**EXERCISE REQUIREMENTS**
A – In the passage on defense equipment funding, by how much would costs in the 10-year program rise if inflation ran 0.5% above assumptions?
B – From the passage on defense equipment funding, duplicate everything from "The first thing" down to "on the programme.".

**EXCERPT TO READ**

The first thing to note is the announcement of a reserve of funding (some £4 billion) to cope with project cost increases, and a further contingency fund of some £8 billion over the period to allow spending on currently uncommitted items. On paper both of these are welcome announcements. One of the challenges of planning in the past has been the need to shift money from project to project in order to meet in year savings challenges, and wider fiscal growth.  This has often led to issues such as the delaying of carrier construction in order to make financial savings in year, but which can have significant knock on effects elsewhere on the programme.

The existence of the contingency funding is welcome, if only to reduce the likely impact on programmes by planning rounds, and hopefully reduce the impact on entry to service or equipment numbers. Similarly the existence of an £8 billion ‘pot’ ensures that if emerging requirements are identified, then in theory they could be funded – such as (hypothetically) a new maritime patrol aircraft.

The issue isn’t that these funds exist, but whether there is sufficient funding in them to meet the likely future demands on the equipment programme. The NAO report which underpins the programme was very clear that the programme would work while funding assumptions remained intact. If anything changed beyond those assumptions, then all bets were off. For instance, the NAO notes that a rise in inflation of just 0.5% beyond assumptions would see costs in the 10 year programme rise by £3.7 billion. This would all but wipe out the fund, and that is before any other unexpected cost growth is factored in.

Similarly, the NAO also notes that the budget is built around some fairly optimistic assumptions on both inflation (likely to be 2.7%) and also budget growth. The report notes on page 21 that the department is planning on a total budget uplift of 3.7% over the period in order to properly fund this programme. The report provides a series of tables which show that a 1.7% uplift would result in an £8 billion deficit to the equipment programme. In other words, if planned spending doesn’t meet expectations then there is likely to be further rounds of cuts as the MOD tries to balance the budget again. The report is similarly concerning when noting that even small cost growth would eat into the £8 billion allocated, and run the real risk of damaging existing procurement. This is a critical point to note – namely the MOD has only got a balanced 10 year programme if the funding matches the aspirations, and as seen in recent political debates, this is not yet 100% certain.

**STORED ROWS**
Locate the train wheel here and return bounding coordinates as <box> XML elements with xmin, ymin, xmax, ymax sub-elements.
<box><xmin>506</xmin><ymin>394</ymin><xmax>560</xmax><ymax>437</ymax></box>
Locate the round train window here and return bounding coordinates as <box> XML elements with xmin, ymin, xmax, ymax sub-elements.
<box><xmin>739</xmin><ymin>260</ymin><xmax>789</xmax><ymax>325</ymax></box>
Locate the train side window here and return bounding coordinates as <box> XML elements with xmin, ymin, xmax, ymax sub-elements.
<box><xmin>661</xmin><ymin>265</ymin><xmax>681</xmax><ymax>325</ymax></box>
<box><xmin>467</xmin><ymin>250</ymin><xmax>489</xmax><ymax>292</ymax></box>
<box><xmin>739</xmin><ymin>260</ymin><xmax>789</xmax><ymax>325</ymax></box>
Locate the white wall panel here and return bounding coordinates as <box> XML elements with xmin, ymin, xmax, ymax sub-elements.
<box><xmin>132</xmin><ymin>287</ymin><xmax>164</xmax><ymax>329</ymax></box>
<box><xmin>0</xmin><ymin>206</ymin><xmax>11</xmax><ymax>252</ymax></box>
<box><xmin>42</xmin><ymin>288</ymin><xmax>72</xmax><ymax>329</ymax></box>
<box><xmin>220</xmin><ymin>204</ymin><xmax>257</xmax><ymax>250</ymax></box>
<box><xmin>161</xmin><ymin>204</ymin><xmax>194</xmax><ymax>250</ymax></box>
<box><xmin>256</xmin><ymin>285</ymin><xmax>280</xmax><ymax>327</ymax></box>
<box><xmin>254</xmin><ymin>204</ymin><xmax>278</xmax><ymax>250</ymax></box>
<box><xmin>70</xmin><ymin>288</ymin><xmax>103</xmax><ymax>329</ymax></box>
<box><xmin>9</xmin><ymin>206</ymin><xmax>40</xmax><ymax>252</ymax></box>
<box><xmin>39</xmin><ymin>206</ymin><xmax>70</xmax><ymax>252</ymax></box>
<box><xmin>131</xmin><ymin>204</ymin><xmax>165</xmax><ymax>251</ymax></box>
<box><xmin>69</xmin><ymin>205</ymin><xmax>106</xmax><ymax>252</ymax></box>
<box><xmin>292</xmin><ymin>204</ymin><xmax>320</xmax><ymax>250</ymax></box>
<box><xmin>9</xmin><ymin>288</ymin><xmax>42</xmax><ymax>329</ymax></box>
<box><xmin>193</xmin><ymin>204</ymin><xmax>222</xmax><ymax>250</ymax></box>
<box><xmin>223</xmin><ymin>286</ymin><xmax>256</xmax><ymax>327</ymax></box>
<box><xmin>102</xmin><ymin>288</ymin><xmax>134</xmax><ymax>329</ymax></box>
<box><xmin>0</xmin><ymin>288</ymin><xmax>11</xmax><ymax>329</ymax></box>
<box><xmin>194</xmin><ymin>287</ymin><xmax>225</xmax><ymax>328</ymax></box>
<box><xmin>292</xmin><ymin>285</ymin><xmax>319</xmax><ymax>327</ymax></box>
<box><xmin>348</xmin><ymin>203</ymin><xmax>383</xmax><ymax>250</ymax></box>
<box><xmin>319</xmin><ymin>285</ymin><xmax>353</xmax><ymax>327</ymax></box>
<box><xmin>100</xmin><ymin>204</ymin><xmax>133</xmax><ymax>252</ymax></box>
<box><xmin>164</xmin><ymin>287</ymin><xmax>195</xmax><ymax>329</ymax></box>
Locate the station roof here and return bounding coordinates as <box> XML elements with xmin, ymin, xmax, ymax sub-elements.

**TASK-BY-TASK RESULTS**
A – By £3.7 billion.

B –
The first thing to note is the announcement of a reserve of funding (some £4 billion) to cope with project cost increases, and a further contingency fund of some £8 billion over the period to allow spending on currently uncommitted items. On paper both of these are welcome announcements. One of the challenges of planning in the past has been the need to shift money from project to project in order to meet in year savings challenges, and wider fiscal growth.  This has often led to issues such as the delaying of carrier construction in order to make financial savings in year, but which can have significant knock on effects elsewhere on the programme.